# Problem
Scan the entries below. List each line with "light".
[Opening Provided records section]
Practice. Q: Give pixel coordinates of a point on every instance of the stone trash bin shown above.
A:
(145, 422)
[Closing Provided records section]
[Opening Provided records section]
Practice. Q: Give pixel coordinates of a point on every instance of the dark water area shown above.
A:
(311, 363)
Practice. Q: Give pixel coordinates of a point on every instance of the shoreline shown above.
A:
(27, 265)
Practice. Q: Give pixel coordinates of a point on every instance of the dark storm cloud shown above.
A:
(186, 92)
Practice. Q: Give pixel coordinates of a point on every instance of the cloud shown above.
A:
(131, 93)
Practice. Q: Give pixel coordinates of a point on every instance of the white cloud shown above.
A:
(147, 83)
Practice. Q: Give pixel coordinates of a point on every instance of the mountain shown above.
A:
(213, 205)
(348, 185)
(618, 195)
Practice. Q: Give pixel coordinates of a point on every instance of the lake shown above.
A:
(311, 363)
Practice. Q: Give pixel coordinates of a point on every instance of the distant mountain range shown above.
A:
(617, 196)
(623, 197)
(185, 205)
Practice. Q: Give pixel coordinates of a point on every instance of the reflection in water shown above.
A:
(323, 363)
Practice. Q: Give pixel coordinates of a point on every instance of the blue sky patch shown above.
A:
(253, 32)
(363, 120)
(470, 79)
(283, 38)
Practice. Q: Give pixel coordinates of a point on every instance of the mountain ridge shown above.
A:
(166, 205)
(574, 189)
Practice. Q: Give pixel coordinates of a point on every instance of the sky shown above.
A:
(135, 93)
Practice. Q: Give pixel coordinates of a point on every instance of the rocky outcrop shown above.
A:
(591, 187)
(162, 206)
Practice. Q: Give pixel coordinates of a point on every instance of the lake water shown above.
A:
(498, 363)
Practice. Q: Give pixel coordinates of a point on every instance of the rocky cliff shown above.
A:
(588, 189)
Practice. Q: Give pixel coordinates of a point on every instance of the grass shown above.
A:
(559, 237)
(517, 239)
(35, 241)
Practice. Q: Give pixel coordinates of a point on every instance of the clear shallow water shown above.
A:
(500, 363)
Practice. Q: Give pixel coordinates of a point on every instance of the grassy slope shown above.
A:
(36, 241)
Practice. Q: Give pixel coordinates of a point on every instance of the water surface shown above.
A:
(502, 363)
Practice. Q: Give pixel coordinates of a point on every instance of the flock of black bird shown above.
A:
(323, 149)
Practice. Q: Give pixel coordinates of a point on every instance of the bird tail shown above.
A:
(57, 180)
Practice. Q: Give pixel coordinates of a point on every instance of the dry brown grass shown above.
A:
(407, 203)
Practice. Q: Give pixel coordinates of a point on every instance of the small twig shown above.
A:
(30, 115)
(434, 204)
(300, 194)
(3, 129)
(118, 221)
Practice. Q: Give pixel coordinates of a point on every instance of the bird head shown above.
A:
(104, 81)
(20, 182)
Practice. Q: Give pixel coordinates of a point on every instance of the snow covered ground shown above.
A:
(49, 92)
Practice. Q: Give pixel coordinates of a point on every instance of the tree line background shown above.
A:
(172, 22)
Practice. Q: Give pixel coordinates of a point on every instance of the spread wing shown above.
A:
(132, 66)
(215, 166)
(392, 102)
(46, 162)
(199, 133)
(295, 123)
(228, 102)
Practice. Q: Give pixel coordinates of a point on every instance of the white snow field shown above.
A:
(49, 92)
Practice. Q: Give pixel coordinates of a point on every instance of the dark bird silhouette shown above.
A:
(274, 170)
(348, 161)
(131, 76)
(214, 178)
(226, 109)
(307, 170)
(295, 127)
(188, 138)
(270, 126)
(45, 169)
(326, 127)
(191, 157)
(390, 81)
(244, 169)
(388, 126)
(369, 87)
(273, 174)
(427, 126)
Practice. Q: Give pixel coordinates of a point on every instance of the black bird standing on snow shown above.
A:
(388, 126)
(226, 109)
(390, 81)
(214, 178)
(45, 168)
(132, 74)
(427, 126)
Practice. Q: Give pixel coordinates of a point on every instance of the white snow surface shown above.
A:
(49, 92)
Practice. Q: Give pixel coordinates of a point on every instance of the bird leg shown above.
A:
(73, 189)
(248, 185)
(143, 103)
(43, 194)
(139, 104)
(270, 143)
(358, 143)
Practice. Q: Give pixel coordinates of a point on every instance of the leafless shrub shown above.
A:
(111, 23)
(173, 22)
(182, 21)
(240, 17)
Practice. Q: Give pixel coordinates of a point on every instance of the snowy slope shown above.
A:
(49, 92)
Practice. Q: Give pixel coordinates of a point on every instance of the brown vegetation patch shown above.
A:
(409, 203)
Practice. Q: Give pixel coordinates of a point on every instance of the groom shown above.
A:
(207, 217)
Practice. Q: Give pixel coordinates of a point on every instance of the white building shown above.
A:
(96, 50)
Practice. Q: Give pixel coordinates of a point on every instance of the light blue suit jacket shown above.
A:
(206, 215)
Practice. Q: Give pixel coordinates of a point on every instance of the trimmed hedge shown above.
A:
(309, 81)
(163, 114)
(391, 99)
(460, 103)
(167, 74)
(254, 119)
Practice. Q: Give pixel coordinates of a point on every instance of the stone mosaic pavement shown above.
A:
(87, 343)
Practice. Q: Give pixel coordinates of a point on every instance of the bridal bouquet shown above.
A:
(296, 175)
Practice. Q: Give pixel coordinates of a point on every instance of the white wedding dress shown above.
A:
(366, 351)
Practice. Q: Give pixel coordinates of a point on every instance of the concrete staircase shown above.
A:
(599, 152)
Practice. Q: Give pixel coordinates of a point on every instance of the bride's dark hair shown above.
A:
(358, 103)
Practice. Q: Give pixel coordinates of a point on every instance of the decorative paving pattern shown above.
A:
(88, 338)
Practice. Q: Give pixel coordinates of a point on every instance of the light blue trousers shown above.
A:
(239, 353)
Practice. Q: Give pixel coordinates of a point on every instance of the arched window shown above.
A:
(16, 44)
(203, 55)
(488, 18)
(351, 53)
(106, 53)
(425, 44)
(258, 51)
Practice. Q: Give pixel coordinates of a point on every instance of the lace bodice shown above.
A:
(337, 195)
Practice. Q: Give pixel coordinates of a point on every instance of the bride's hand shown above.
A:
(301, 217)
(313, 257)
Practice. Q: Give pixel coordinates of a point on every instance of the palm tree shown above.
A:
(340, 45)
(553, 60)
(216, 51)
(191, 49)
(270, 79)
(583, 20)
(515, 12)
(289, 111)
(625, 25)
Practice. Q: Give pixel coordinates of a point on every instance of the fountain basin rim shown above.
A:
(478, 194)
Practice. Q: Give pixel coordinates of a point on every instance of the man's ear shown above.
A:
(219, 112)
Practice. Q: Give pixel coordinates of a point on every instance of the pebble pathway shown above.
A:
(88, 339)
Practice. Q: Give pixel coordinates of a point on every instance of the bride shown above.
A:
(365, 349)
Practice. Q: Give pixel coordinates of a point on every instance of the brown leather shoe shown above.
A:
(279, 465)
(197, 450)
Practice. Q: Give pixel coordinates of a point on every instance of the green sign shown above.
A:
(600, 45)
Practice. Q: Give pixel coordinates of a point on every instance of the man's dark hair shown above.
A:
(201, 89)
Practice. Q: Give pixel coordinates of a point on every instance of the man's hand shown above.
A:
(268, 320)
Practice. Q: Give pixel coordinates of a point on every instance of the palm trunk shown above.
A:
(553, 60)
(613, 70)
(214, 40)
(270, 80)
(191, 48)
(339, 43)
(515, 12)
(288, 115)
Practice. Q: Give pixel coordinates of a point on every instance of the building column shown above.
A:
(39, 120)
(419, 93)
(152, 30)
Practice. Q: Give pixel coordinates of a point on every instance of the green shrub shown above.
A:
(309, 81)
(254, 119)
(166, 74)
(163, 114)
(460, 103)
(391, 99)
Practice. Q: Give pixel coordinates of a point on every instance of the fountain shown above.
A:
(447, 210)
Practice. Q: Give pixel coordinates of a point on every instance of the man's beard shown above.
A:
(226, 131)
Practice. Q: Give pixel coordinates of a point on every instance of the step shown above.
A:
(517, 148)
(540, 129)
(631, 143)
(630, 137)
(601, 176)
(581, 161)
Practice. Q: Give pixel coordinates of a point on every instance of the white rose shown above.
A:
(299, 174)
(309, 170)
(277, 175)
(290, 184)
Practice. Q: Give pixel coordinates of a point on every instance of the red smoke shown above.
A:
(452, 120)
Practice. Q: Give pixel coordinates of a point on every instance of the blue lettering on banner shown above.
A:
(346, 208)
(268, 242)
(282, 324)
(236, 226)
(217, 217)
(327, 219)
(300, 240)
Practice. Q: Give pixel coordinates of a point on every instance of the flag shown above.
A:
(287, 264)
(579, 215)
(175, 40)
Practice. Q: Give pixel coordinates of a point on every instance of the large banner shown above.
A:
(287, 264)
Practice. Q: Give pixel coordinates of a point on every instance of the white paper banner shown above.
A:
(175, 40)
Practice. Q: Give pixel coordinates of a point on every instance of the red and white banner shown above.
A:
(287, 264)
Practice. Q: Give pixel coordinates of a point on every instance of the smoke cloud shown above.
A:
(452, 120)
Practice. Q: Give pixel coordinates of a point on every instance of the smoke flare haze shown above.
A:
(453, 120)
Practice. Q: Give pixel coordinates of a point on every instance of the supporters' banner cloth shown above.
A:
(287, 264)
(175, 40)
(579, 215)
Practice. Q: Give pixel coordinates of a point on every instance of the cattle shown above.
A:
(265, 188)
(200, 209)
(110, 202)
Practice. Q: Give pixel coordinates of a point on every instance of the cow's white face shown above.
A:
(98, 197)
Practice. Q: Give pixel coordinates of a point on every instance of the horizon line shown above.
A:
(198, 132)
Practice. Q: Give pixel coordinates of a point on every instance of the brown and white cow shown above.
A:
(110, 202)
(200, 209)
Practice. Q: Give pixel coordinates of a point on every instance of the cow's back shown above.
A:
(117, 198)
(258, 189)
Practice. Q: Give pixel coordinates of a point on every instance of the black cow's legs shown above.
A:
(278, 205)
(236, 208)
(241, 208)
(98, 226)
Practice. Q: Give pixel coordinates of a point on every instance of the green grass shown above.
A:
[Closing Provided records section]
# Worked solution
Practice. Q: Give pixel coordinates of a point on every instance of the light blue suit jacket shown above.
Practice. Q: Give pixel coordinates of a point on every instance of the light blue trousers shown above.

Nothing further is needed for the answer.